What you are asked to do: No pictures should appear in the copy; otherwise retype the entries exactly.

==== Data for analysis

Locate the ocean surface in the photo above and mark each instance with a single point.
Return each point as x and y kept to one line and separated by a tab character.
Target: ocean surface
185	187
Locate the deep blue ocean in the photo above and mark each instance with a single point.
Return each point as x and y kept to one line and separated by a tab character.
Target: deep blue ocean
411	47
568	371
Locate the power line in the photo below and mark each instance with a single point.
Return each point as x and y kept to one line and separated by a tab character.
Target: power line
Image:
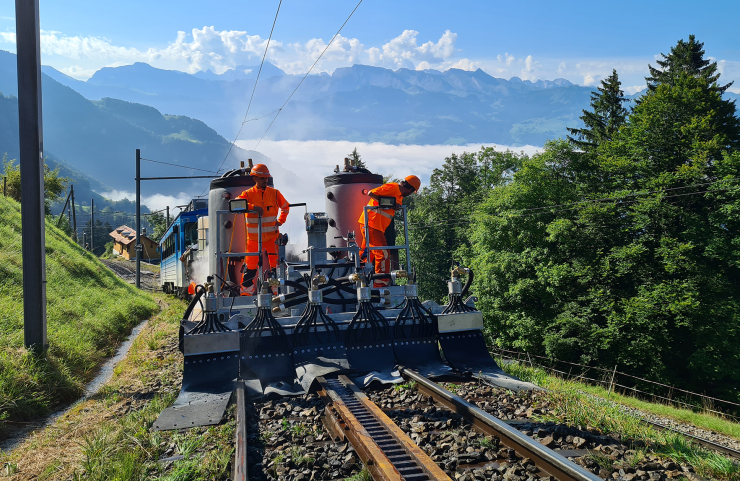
177	165
254	89
529	212
309	71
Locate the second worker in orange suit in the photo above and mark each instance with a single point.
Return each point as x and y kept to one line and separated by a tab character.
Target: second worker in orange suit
379	220
275	210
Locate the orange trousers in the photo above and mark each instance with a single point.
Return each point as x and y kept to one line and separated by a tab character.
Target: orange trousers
381	258
269	246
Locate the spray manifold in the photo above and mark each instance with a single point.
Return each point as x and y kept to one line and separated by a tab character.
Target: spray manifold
264	323
457	292
313	318
414	320
209	322
367	325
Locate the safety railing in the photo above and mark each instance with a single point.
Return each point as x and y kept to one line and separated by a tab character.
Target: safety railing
405	246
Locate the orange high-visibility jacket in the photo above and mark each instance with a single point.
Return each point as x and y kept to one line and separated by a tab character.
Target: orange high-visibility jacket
271	201
380	219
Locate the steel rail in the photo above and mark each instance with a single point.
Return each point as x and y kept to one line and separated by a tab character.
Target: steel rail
240	454
388	453
544	458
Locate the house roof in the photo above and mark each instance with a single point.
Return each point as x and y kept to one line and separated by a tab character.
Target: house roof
126	235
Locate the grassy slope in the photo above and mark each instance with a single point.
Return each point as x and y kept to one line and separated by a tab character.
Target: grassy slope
108	437
88	311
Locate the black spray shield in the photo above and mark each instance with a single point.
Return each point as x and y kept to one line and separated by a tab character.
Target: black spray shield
211	367
421	355
320	359
467	351
269	361
374	361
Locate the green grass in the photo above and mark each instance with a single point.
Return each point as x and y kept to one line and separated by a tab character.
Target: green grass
89	310
570	402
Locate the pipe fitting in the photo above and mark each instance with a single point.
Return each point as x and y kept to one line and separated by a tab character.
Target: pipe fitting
315	297
264	301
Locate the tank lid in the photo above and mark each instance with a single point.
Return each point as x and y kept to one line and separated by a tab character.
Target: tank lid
236	181
352	178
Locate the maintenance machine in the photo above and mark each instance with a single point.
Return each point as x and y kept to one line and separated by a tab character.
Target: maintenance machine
316	317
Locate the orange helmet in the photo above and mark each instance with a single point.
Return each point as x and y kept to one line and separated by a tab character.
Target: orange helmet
413	182
260	170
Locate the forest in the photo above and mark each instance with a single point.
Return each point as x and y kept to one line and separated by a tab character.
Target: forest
617	245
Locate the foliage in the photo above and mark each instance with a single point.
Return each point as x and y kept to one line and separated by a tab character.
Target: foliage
356	159
101	235
608	115
88	311
685	58
439	215
54	185
625	255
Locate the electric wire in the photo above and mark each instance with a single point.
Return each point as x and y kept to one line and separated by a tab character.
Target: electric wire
178	165
307	73
231	147
548	209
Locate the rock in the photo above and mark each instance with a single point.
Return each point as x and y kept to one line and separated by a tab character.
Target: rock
547	441
578	442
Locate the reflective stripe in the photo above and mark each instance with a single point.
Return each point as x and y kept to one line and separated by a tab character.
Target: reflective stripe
265	220
384	214
255	230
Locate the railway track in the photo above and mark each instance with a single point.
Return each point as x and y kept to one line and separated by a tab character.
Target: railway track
364	435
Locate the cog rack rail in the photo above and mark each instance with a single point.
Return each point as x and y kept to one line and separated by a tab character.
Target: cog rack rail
388	453
544	458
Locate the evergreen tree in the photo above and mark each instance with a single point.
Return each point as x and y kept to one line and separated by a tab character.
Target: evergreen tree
604	120
688	58
356	159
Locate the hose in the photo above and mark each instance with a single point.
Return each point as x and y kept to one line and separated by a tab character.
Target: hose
264	321
309	323
419	318
367	325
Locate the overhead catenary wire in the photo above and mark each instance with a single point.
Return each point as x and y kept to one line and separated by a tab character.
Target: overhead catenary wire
582	205
307	73
231	147
178	165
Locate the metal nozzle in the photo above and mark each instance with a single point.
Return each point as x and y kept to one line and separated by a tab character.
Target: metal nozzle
399	274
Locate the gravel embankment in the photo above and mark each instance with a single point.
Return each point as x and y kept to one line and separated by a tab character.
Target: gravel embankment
287	441
467	455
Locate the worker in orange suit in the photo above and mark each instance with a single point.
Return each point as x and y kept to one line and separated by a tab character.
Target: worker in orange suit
274	210
379	220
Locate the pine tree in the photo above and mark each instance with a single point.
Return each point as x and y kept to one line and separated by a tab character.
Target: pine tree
685	57
607	116
356	159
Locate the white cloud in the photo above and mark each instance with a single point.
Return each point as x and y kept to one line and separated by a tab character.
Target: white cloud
153	202
315	159
633	89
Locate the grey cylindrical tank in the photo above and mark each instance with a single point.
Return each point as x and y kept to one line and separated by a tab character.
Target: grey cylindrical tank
344	202
231	228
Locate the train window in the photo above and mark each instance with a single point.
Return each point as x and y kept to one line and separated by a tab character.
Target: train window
191	233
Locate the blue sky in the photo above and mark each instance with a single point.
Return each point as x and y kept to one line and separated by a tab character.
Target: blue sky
578	40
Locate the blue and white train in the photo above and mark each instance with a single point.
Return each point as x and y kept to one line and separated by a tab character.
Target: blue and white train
179	248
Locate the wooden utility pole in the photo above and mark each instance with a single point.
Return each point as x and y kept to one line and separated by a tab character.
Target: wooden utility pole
92	226
74	214
31	143
138	219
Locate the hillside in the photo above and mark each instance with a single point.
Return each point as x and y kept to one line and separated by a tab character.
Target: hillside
89	311
359	103
99	139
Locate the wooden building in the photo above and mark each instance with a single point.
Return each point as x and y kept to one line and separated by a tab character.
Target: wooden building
124	240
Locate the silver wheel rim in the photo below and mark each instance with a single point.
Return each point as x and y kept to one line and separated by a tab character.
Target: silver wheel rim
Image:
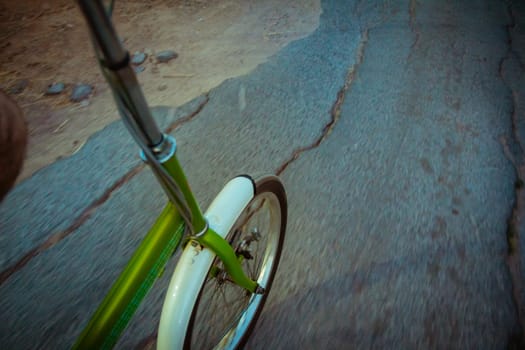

========

Task result:
Locate the ocean surface in the photo above and mark each instance with a single point.
Return each point as x and y kept to one line and separated by a tab character.
Target: ocean surface
185	187
Locate the deep blue ocean in the photo above and mark each instance with a single point.
Return each point as x and y kept to one line and separated by a tab character.
Target: deep blue ocean
411	47
568	371
Locate the power line in the photo below and mark each instance with a single point.
Return each point as x and y kept to one line and separated by a tab character.
Target: power line
Image:
177	165
254	89
529	212
309	71
Locate the second worker in orange suit in the photo above and mark each instance with a single point.
Return each point as x and y kept to one line and separated by a tab character.
Target: second worker in orange suit
379	220
275	210
Locate the orange trousers in the photo above and mark each instance with a single point.
Return each point as x and y kept to one line and separated by a tab character.
Target: orange trousers
381	258
269	246
Locate the spray manifold in the photo above and mark each instance with a single point.
Return each point as x and y kept to one line and separated by a tab character.
Target: spray manifold
264	323
457	292
313	318
414	320
209	322
367	325
Locate the safety railing in the photo above and mark each instance with a single point.
Return each point as x and y kept to one line and separated by a tab character.
Target: safety railing
405	246
Locate the orange high-visibility jacket in the photo above and mark each instance with a single point.
Return each point as x and y kept to one line and separated by a tab character.
Target: orange high-visibility jacket
271	201
380	219
Locate the steel rail in the photo above and mark each instance with a single point.
Return each point as x and y kept to one line and separated by a tab character.
Target: steel rail
240	454
388	453
544	458
Locate the house roof in the photo above and mark each instance with a single point.
Return each point as x and y kept to one line and separated by a tab character.
Target: house roof
126	235
Locate the grassy slope in the photo above and mark each instance with a single point.
Return each point as x and y kept to one line and separated by a tab character.
Target: grassy slope
108	437
88	311
Locate the black spray shield in the photo above and mark each instance with a single point.
Return each point as x and y kept to one line and separated by a tab character.
Target: black spray shield
211	367
421	355
320	359
467	351
269	361
374	361
Locate the green grass in the photo above and mark each instance with a single point.
Return each point as x and y kept to one line and separated by a tab character.
Target: green grass
89	310
570	402
Locate the pipe fitting in the photo above and mark each instance with a single point.
Return each point as x and y kept to one line and separated by a tab character.
Target: pipe fitting
315	297
264	301
Locate the tank lid in the photo above and mark each instance with a single point.
Return each point as x and y kept to one line and separated by a tab character.
Target: tank lid
236	181
352	178
Locate the maintenance machine in the photo above and mark each instance with a single point.
Return each point as x and y kept to one line and separated by a tab character.
Target: maintenance machine
316	317
Locate the orange helmet in the photo above and mark each instance with a single point.
Return each point as x and y kept to one line and separated by a tab character.
Target: orange helmet
413	182
260	170
Locate the forest in the photo above and mark each instance with a single point.
Return each point as x and y kept to one line and separated by a tab character.
Target: forest
617	245
Locate the foliage in the photo above and mark each instance with a single point.
Return each point as x and y kept to one line and separated by a tab character.
Target: foliage
356	159
101	235
608	115
88	311
685	58
439	215
54	185
625	255
Locate the electric wire in the photo above and mark each instance with a single point.
Return each point as x and y kept to one line and separated by a tab character.
Target: electric wire
178	165
307	73
231	147
548	209
Locate the rock in the photo above and mark each instance with a single point.
Return each point as x and y kept to one line and separated by a tab character.
Target: rock
547	441
578	442
Locate the reflective stripe in the photo above and mark each instance with a single point.
Return each point as x and y kept to one line and separated by a tab character.
Target: reflective stripe
265	220
384	214
255	230
Locate the railway track in the photo above and mark each instance with a single point.
Return each point as x and y kept to one line and separated by a tab character.
Target: railway track
364	435
Locate the cog rack rail in the photo above and mark each instance with a single point.
Return each point as x and y kept to one line and separated by a tab character.
Target: cog rack rail
388	453
544	458
Locate the evergreen tree in the photo above and mark each instance with a single point.
Return each point as x and y kept to one line and separated by a tab character.
Target: evergreen tree
604	120
688	58
356	159
Locate the hose in the photo above and mark each instance with a single point.
Return each point as x and y kept to one line and separated by a tab character.
Target: hose
264	321
309	323
419	318
367	325
Locate the overhead catenary wire in the photo above and mark each instance with a single point.
Return each point as x and y kept to one line and separated by a tab character.
Target: overhead catenary wire
582	205
307	73
231	147
178	165
Locate the metal nozzle in the photo above and mark each instance with a single point.
Return each point as x and y kept to one line and separated by a tab character.
Target: metal nozzle
399	274
Locate the gravel embankment in the photo above and mark each instance with a single point.
Return each point as x and y kept to one line and separated by a tab character.
Target: gravel embankment
287	441
467	455
Locate the worker in orange suit in the photo above and mark each instance with a single point.
Return each point as x and y kept to one line and separated by a tab character.
Target: worker in orange suit
274	210
379	220
Locate the pine tree in the photo above and mark each instance with a single point.
Return each point as x and y kept to one line and separated by a tab character.
Target: pine tree
685	57
607	116
356	159
Locate the white cloud in the photo above and mark each instance with a single point.
Return each point as x and y kept to one line and separated by a tab character.
Target: white cloud
153	202
315	159
633	89
Locate the grey cylindrical tank in the photo above and mark each instance with a single point.
Return each point as x and y kept to one line and separated by a tab character.
Target: grey cylindrical tank
344	202
231	228
Locate the train window in the photo above and mark each instance with a single point.
Return each point as x and y kept to one line and separated by a tab character.
Target: train window
191	233
Locate the blue sky in the photo above and mark each instance with a single point.
Return each point as x and y kept to one line and separated by a tab character.
Target: blue sky
578	40
Locate the blue and white train in the photo above and mark each instance with a single point.
Return each point as x and y kept to one line and separated by a tab character.
Target: blue and white train
179	248
Locate the wooden utility pole in the photo above and mark each instance with a single point.
Return each point as x and y kept to one line and separated by a tab character.
Target: wooden utility pole
92	226
74	214
31	143
138	219
Locate the hillside in the photo above and mark each instance with a single point.
Return each point as x and y kept to one line and separated by a tab character.
Target: hillside
89	311
359	103
99	139
Locate the wooden building in the photo above and mark each instance with a single point.
Return each point as x and y kept to one line and separated by a tab character.
Target: wooden building
124	240
Locate the silver wheel rim in the photo below and mark each instance with a single point.
Return each point as x and y kept to one line and separated by a tab character.
Target: silver wheel rim
Image:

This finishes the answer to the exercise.